_Data to use_:
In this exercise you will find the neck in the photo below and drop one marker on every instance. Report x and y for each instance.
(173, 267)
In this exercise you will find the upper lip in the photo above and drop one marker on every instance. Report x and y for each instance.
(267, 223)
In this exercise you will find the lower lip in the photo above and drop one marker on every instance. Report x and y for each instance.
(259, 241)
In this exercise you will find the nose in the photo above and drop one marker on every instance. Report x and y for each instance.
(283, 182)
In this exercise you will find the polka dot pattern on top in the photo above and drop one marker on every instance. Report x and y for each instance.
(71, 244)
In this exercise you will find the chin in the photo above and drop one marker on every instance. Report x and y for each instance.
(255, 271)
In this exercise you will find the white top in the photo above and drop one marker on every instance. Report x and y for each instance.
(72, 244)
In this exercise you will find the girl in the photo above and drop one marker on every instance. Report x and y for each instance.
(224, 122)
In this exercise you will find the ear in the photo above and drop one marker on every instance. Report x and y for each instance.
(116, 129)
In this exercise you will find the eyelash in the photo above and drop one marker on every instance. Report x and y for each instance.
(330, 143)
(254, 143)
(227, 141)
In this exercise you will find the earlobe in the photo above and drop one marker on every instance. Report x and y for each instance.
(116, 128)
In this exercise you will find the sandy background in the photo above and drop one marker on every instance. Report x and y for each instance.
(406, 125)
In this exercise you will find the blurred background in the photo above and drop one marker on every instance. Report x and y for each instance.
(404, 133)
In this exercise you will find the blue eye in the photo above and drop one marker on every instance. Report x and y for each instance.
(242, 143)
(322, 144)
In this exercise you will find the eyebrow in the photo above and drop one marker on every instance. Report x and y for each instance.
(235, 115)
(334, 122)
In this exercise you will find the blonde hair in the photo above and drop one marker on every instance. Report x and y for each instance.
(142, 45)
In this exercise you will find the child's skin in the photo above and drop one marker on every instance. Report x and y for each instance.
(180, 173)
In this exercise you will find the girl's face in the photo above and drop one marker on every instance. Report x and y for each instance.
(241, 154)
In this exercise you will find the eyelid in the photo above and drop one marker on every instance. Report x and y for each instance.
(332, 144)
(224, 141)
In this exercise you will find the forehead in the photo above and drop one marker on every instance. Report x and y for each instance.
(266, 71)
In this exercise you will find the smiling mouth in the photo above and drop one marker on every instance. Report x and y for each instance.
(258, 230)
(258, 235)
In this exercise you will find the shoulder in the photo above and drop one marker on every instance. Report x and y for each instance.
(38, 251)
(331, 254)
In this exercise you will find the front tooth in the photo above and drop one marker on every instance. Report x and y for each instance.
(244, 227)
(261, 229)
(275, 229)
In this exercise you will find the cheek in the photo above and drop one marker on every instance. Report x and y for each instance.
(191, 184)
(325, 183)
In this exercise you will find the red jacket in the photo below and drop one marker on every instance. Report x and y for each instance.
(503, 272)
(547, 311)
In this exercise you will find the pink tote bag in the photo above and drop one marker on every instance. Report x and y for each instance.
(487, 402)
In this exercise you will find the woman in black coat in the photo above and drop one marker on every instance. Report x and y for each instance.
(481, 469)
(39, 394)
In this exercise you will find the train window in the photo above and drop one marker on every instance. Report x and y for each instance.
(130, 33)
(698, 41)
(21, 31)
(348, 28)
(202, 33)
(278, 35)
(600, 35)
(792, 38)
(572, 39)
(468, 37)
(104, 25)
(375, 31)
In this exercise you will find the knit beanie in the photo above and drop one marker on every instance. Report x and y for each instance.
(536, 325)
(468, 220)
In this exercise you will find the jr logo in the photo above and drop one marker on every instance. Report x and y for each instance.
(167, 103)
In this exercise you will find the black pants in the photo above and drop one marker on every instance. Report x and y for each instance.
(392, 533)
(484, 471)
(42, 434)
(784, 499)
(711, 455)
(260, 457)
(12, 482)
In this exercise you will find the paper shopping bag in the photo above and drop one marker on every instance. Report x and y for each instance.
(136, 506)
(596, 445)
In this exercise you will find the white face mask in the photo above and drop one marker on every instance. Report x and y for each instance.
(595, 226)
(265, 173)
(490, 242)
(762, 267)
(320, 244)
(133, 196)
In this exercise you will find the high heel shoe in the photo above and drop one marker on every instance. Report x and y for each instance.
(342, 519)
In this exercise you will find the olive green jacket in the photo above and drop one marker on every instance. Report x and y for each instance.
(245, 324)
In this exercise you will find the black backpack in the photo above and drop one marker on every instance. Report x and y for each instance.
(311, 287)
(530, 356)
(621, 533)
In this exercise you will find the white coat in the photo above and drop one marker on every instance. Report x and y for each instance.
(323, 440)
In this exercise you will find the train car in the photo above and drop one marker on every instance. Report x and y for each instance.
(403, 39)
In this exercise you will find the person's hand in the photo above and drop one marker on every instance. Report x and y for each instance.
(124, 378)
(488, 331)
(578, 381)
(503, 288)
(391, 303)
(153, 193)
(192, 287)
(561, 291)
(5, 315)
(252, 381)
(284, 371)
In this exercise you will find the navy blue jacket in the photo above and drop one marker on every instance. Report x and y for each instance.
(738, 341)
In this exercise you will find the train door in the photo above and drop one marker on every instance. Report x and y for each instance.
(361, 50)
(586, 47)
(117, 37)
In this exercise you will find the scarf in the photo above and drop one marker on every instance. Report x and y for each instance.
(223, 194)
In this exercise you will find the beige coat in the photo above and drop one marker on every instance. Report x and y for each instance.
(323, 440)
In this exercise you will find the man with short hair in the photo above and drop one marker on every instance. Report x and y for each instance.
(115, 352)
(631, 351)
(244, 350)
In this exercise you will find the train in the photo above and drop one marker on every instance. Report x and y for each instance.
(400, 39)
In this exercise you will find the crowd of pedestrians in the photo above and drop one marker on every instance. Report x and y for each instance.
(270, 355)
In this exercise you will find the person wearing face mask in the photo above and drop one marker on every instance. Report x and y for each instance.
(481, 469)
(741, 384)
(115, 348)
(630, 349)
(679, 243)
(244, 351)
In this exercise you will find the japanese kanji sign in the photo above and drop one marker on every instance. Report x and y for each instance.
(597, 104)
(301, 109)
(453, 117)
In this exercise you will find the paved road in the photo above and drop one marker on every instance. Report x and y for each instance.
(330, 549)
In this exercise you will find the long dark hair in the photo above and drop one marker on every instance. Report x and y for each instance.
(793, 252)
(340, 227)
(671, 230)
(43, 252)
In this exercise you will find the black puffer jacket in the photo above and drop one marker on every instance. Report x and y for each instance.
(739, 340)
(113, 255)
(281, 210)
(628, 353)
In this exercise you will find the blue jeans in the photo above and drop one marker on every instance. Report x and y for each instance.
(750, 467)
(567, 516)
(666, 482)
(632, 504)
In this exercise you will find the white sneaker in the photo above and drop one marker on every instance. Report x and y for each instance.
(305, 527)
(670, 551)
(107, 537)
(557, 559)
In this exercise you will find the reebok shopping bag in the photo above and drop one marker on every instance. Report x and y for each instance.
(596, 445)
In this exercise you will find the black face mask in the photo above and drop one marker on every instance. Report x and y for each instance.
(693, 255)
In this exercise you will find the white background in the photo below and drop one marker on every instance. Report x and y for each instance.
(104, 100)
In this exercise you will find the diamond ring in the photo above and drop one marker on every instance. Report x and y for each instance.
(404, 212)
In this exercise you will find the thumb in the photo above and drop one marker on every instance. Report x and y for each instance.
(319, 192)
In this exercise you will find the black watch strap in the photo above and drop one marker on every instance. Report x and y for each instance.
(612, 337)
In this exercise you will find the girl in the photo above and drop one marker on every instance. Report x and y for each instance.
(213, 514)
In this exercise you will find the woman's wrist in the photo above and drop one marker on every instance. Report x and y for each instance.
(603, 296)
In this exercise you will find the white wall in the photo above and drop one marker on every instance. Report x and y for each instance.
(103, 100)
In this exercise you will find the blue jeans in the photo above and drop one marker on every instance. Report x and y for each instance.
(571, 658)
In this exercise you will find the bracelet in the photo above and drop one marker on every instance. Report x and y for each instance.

_What to work on_: Format the data as a numbered list, starting at the line that contains "In this exercise you will find the white wall" and ending at the last line of the data, with blank lines left out.

_Correct output_:
1. In this exercise you will find the white wall in the photo above and drop one marker on every instance. Report x and y for each instance.
2. (103, 100)
3. In this exercise you will find the blue jeans in the photo above and drop one marker on every instance. Report x and y for each instance.
4. (571, 658)
5. In this exercise you will find the bracelet in the photo above and drop one marker on every instance. Report x and y for each instance.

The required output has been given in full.